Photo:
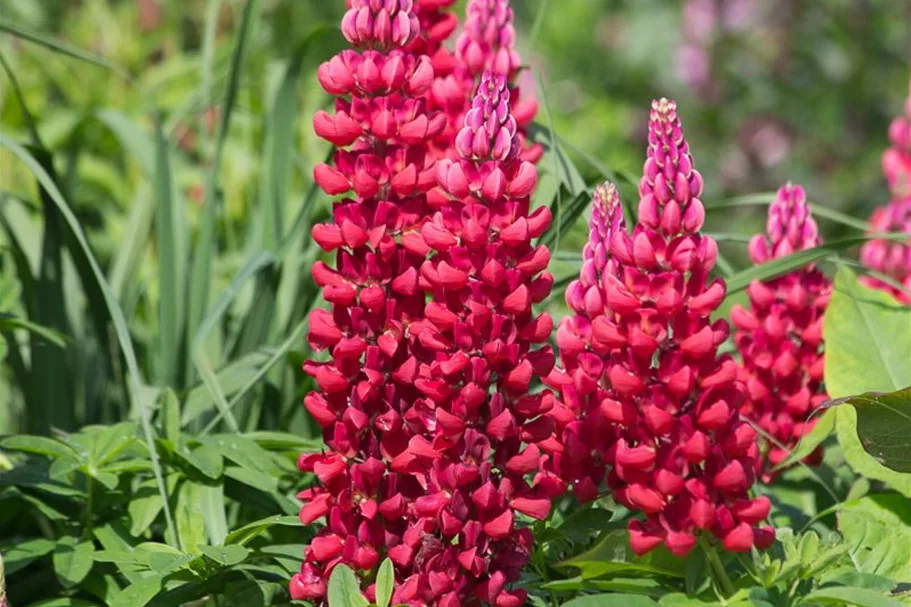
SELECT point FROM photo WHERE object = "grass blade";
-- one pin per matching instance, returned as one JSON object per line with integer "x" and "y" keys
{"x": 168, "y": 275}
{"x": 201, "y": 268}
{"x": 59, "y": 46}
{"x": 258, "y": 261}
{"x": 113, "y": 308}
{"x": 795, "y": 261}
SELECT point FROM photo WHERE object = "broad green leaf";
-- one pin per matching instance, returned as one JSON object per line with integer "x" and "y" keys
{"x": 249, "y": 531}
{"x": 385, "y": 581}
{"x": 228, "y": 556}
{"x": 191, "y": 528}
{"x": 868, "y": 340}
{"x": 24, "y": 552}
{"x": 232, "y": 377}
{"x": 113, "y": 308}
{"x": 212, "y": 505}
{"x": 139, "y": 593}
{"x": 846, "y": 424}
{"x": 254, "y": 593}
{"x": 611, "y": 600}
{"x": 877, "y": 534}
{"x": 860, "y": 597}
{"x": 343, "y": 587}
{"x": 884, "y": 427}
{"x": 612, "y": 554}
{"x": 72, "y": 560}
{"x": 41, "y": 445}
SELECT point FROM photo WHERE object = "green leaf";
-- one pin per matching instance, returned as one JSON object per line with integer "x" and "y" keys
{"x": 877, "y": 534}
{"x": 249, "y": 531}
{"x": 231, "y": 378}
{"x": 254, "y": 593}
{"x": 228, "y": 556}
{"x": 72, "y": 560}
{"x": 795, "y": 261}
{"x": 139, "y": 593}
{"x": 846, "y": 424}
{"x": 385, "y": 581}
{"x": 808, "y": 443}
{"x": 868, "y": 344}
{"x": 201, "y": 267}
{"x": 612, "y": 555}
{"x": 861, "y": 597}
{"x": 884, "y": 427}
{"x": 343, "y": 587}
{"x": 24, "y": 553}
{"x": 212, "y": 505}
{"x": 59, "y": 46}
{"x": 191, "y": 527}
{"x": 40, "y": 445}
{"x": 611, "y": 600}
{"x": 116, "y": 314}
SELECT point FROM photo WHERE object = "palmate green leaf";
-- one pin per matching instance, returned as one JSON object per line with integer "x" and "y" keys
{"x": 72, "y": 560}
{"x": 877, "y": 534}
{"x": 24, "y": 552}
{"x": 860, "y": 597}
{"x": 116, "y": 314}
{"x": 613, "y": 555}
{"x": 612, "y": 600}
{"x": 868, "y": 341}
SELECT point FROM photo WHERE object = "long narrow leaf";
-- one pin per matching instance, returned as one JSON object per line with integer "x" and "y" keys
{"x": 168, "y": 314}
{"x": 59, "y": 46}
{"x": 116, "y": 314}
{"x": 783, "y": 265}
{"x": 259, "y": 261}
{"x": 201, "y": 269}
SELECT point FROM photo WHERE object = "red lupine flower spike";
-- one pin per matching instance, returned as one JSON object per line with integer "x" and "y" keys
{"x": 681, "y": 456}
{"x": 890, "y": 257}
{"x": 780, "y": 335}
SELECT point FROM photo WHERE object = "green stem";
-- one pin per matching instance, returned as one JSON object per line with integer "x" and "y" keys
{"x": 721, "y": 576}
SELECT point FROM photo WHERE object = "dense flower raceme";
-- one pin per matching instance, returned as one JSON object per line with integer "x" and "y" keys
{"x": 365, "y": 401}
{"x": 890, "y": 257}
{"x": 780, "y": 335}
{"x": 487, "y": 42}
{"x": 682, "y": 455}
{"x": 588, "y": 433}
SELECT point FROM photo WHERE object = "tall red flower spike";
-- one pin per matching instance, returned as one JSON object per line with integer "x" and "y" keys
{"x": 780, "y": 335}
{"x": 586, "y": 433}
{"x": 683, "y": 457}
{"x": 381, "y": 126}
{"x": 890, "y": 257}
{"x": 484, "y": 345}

= = = = =

Please locate every line in the records above that contains the word "green" and copy each such line in full. Case counts.

SELECT point FROM photo WHERE object = "broad green leaf";
SELECT point FROM photo WHERE object = "green leaf";
SELECT point FROM photo WHERE object = "palmate green leaf";
SELECT point FROM photo WHERE object = "green stem";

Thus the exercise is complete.